*Task statement*
Among the entries that follow, find every line with the word "below" and list it.

*Study material*
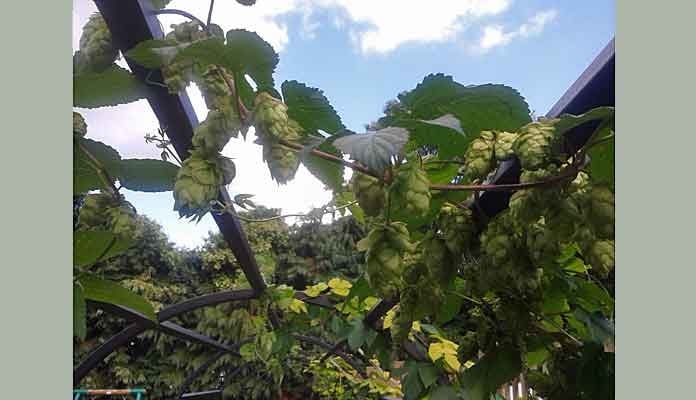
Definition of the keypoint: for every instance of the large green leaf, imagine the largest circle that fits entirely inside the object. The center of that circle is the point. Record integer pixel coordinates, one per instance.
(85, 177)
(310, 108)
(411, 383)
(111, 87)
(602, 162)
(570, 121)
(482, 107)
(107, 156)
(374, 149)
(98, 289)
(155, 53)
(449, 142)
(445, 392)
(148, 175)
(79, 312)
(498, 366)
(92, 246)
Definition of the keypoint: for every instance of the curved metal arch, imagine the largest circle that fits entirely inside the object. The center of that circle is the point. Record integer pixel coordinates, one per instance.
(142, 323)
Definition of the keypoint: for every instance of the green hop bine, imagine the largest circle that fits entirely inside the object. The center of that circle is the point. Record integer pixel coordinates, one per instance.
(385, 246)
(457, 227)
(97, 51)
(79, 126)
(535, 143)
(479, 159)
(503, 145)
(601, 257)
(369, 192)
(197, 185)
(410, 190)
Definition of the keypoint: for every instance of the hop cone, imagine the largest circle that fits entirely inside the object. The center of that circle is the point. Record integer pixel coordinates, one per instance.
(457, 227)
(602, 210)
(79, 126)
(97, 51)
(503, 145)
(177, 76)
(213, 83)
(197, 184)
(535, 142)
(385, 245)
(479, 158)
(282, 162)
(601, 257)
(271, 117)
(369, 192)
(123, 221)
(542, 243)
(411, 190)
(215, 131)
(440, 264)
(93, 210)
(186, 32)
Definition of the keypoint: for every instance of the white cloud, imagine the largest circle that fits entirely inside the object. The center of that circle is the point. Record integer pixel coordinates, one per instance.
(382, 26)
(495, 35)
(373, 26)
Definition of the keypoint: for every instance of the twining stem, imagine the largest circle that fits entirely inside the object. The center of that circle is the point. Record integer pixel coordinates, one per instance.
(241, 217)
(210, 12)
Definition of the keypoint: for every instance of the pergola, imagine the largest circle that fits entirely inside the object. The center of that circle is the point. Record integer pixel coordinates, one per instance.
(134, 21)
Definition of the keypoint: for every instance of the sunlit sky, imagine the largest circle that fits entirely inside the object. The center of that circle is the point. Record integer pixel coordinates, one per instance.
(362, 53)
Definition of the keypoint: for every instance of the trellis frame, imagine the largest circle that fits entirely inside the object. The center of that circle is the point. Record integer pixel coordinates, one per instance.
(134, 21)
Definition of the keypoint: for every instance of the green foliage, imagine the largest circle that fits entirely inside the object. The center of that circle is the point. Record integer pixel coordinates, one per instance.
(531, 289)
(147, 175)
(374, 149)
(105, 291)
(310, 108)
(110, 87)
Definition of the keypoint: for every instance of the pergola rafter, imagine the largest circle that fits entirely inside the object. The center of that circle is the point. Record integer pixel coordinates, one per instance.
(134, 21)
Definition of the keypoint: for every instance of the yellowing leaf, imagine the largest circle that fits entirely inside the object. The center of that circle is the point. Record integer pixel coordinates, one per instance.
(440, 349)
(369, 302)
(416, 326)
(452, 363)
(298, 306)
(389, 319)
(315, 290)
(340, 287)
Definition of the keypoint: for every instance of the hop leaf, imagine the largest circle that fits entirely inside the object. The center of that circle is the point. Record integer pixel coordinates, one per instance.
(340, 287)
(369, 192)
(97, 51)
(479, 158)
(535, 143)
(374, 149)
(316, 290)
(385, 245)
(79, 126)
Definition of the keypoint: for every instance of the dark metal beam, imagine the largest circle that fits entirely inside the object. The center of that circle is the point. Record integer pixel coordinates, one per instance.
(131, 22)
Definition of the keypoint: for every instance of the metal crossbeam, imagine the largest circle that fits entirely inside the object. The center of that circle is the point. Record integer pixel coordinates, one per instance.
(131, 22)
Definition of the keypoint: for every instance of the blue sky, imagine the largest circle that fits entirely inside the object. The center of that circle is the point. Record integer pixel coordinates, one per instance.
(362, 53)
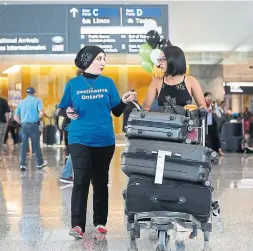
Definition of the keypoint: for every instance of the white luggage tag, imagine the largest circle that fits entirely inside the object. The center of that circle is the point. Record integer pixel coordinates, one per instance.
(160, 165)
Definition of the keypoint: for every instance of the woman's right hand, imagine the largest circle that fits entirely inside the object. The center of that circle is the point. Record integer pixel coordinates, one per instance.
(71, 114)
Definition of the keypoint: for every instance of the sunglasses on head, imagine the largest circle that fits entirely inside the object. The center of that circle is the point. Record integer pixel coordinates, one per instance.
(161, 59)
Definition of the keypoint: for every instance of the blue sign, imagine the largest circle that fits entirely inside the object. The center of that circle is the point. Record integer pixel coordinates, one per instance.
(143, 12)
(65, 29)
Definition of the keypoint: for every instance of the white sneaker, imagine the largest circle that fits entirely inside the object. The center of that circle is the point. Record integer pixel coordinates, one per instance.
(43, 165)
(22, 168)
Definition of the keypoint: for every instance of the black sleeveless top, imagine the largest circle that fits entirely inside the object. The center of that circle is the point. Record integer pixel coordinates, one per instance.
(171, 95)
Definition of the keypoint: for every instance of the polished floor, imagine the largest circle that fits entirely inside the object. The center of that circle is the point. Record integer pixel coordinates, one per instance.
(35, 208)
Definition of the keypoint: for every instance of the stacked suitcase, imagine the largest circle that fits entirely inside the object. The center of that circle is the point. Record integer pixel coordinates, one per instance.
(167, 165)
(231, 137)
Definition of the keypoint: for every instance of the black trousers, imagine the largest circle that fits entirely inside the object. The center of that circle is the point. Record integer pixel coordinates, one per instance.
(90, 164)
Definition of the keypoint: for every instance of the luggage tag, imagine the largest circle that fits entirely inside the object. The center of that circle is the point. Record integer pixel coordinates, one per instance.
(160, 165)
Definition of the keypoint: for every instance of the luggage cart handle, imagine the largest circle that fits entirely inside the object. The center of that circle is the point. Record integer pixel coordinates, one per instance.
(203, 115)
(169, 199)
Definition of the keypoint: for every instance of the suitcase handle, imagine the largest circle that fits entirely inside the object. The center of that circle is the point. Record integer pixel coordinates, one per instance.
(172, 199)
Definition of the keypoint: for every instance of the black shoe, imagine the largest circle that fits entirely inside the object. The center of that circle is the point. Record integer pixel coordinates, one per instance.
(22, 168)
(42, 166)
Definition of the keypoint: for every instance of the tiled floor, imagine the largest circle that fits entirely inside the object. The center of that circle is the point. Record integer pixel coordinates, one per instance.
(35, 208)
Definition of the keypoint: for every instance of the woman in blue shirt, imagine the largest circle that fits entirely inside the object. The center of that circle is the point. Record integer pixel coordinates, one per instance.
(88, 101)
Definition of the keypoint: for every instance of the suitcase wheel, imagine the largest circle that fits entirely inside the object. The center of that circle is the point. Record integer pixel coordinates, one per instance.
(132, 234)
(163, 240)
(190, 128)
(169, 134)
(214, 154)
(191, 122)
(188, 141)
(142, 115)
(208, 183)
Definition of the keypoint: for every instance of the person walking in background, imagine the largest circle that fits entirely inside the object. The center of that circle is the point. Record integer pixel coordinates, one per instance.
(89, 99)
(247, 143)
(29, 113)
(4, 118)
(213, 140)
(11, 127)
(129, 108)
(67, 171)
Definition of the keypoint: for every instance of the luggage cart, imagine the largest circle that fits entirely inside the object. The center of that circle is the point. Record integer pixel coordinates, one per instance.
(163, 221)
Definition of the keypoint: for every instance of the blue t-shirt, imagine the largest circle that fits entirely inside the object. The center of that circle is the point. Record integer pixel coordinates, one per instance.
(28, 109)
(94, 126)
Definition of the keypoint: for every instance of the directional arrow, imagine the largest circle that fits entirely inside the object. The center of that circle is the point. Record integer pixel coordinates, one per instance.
---
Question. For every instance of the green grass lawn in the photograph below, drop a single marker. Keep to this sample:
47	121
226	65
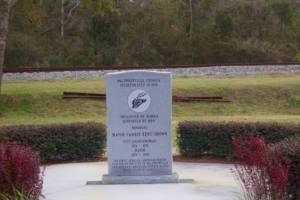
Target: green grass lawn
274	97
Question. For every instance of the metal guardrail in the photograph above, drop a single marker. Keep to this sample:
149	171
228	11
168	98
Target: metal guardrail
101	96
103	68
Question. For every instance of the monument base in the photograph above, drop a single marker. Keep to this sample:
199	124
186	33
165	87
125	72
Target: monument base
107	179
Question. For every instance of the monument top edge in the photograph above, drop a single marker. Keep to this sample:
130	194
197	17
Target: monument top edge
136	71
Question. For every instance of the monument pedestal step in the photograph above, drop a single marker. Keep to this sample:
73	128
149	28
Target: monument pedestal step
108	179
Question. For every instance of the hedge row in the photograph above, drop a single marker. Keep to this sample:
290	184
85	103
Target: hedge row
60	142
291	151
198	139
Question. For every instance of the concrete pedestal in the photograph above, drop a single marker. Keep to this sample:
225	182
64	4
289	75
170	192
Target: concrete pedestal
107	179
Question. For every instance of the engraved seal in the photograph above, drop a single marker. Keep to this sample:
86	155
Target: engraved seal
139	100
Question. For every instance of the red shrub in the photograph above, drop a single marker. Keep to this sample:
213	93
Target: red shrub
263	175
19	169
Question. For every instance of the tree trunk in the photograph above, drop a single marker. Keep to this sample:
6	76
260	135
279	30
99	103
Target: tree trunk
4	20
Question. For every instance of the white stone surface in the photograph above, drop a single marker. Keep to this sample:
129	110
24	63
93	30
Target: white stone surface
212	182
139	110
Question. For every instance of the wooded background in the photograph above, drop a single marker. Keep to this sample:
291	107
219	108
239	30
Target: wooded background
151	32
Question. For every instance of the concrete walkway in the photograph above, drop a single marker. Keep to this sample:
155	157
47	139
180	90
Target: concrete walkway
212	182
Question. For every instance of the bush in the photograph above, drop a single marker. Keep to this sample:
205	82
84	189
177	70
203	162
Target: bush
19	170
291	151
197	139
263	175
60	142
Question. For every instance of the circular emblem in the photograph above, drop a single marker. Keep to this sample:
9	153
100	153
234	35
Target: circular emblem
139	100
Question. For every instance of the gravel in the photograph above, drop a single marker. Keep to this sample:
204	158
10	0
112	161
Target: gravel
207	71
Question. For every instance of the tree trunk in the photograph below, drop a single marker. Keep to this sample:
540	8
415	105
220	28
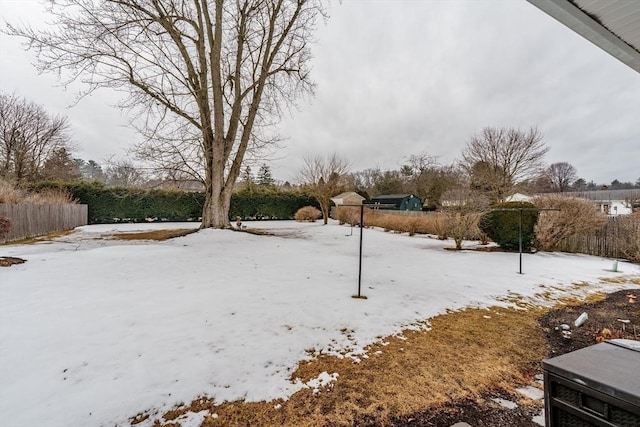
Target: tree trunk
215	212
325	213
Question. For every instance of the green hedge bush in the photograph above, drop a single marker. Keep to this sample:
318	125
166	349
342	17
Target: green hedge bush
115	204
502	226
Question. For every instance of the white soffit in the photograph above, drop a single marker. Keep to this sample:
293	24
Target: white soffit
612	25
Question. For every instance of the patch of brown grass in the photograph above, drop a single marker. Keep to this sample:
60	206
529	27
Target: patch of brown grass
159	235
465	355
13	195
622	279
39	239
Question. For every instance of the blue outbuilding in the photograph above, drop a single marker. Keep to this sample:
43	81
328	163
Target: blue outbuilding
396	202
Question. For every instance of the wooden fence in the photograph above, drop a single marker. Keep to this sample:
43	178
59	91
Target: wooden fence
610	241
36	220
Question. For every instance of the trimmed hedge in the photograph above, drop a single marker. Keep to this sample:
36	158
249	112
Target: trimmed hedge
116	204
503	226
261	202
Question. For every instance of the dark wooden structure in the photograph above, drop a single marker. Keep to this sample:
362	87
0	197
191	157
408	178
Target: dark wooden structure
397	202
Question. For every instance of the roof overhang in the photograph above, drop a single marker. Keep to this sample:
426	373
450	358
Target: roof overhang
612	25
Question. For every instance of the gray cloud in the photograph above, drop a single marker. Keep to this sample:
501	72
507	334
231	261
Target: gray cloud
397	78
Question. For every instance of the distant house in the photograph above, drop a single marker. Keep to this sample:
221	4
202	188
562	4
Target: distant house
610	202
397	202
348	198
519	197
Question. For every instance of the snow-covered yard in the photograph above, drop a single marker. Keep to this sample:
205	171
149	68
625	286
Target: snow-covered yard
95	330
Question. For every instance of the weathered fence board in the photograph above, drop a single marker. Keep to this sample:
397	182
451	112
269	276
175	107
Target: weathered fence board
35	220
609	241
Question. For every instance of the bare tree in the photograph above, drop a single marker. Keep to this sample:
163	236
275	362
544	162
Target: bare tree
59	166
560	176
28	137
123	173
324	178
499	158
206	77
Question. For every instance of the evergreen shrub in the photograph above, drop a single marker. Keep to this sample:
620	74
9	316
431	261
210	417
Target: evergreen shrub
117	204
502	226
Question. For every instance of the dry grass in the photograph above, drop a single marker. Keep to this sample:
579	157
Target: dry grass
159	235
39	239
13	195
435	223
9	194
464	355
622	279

*Answer to this task*
Question. For every instance of the green grass lawn in the photograph below, drop a single marker. Keep to this sample:
Question. For every instance of the tree trunk in the photograph below, drop a single marker. Keep to this sample:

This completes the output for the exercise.